* **Exercise prompt**
Reproduce each line of the entries that carries "below".

** Opening Data for this exercise block **

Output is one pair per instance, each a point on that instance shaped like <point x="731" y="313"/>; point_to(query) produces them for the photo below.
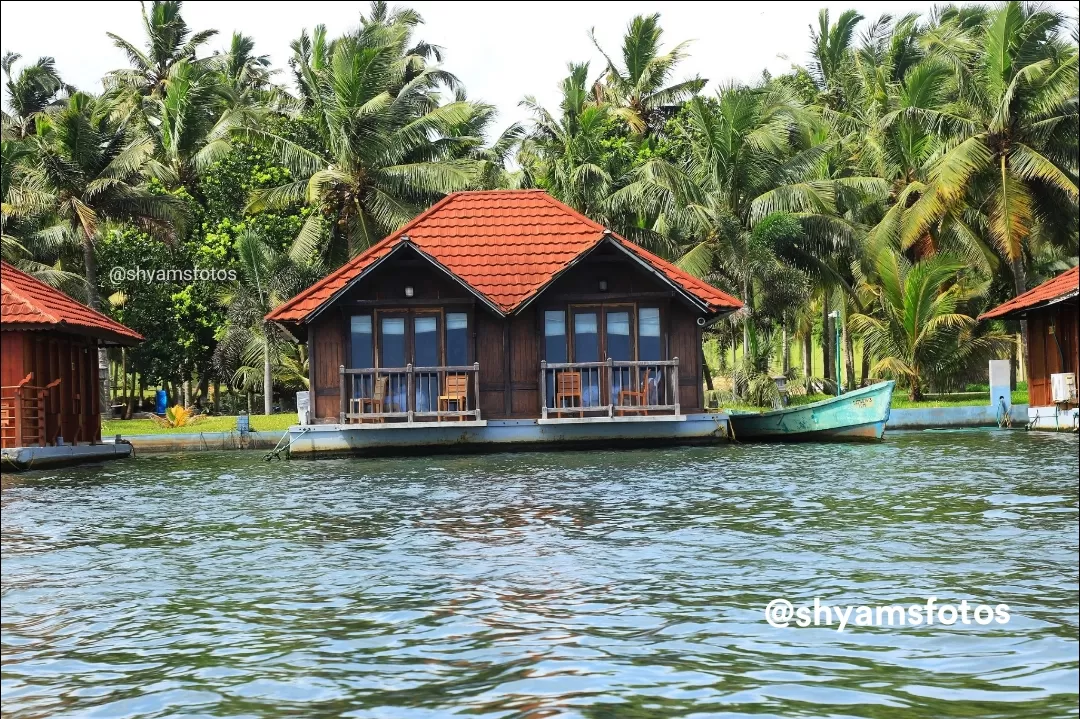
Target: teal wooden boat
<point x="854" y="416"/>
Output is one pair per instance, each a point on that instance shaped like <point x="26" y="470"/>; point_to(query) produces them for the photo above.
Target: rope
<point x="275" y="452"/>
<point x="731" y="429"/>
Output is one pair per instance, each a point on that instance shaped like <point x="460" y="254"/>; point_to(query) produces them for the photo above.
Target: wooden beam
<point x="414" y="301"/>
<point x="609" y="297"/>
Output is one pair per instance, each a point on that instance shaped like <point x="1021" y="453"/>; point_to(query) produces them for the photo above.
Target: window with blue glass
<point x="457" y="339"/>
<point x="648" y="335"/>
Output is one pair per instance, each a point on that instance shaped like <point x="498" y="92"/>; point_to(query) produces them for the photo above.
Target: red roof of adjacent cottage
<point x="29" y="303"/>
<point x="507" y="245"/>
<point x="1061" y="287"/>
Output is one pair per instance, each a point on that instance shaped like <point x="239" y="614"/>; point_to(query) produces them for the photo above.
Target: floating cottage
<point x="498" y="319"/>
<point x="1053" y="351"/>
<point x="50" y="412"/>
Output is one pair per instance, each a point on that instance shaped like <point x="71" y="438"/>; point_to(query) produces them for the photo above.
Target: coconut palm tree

** Closing Data for this exercise block **
** Opening Data for this exercise block **

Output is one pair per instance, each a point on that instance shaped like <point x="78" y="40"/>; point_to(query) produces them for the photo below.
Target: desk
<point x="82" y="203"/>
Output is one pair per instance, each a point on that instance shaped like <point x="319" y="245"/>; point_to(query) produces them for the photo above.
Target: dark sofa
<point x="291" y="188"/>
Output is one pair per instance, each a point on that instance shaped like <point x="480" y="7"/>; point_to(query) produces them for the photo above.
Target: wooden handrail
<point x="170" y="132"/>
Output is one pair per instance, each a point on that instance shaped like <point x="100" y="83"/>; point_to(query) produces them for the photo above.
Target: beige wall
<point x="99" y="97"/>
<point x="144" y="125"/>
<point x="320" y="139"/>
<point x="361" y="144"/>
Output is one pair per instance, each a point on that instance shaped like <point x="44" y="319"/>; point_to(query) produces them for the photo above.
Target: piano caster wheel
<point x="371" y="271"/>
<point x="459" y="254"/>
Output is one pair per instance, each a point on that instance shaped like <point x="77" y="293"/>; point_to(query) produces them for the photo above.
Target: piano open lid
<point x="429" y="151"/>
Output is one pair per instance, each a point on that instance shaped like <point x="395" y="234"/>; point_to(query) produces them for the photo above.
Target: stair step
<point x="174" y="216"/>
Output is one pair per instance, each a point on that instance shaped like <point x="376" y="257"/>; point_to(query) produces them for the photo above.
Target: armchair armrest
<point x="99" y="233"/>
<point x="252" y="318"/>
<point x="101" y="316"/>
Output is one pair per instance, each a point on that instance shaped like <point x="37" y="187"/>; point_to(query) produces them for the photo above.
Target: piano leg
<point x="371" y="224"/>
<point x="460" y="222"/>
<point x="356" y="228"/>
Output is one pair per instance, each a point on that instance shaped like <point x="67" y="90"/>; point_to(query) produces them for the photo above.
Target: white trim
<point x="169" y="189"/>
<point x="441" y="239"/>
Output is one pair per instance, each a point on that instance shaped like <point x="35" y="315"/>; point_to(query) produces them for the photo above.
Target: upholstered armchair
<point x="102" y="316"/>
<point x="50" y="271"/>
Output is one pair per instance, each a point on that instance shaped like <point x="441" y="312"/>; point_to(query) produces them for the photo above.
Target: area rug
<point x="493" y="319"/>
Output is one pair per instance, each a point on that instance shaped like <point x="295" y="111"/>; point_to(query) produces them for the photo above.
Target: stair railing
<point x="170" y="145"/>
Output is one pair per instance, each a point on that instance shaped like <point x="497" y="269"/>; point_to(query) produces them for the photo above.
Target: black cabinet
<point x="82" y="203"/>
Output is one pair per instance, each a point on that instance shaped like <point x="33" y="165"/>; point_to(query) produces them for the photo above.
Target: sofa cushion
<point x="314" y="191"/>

** Closing Data for this exercise block **

* **Your response**
Output is one pair per instance, each a point on that instance shaped like <point x="731" y="313"/>; point_to(query) produces them for the photo below.
Output is one pair per instance, each a point on that instance shaped like <point x="78" y="40"/>; point_to(query) produces them for the photo below.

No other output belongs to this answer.